Records from a data collection:
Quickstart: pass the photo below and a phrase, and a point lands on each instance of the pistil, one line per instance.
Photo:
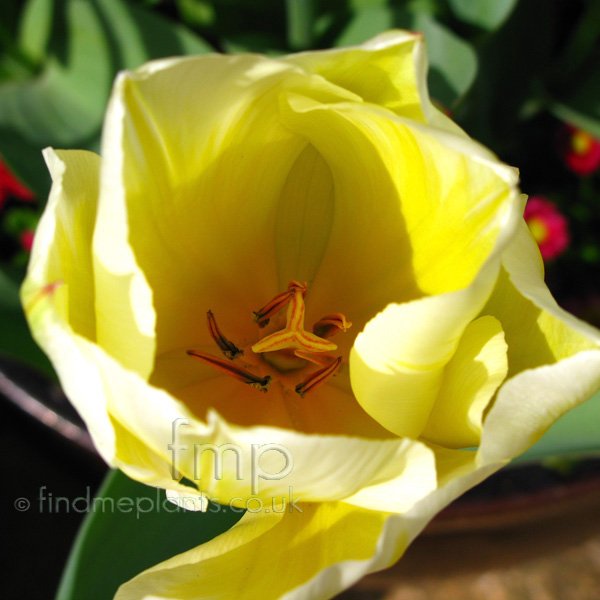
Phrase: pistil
(287, 350)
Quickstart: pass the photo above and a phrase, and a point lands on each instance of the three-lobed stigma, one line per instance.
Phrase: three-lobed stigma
(290, 348)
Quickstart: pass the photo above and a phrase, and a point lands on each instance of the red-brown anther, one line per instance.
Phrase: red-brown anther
(228, 368)
(229, 349)
(320, 359)
(329, 325)
(263, 316)
(319, 377)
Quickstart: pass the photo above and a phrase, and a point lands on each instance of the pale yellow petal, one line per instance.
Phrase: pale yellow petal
(312, 554)
(537, 330)
(442, 201)
(194, 178)
(398, 361)
(398, 495)
(227, 461)
(62, 246)
(529, 403)
(470, 380)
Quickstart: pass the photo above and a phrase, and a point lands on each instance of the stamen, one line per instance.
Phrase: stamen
(229, 349)
(228, 368)
(319, 377)
(329, 325)
(263, 316)
(322, 360)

TASK ITEM:
Give an exact copy of every line from the one holding "Phrase: pistil" through the end of the records, both included, and no other lines.

SOLUTION:
Phrase: pistil
(287, 350)
Quickstart: pass the photo above and a phrase, and a point lands on each instance of the three-lobed stigma, one line per instance.
Phrase: three-lobed stigma
(290, 348)
Quickstart: pass the photo above and a phrase, and a point lands on each instance of the red-brown anther, one line per instance.
Phrase: red-brown anther
(228, 368)
(229, 349)
(320, 359)
(329, 325)
(263, 316)
(319, 377)
Quickstart: pass the photo above and a phrase, and a point lands on each instance of the pale yellow petal, one line per instance.
Phrase: pale yellow petal
(312, 554)
(537, 330)
(442, 201)
(194, 178)
(398, 361)
(398, 495)
(227, 461)
(62, 246)
(529, 403)
(470, 380)
Quickstart: pass the photo above and a phrase, and a point lands on each instance of the stamen, one line per instance.
Phrase: stamen
(229, 349)
(228, 368)
(319, 377)
(329, 325)
(263, 316)
(322, 360)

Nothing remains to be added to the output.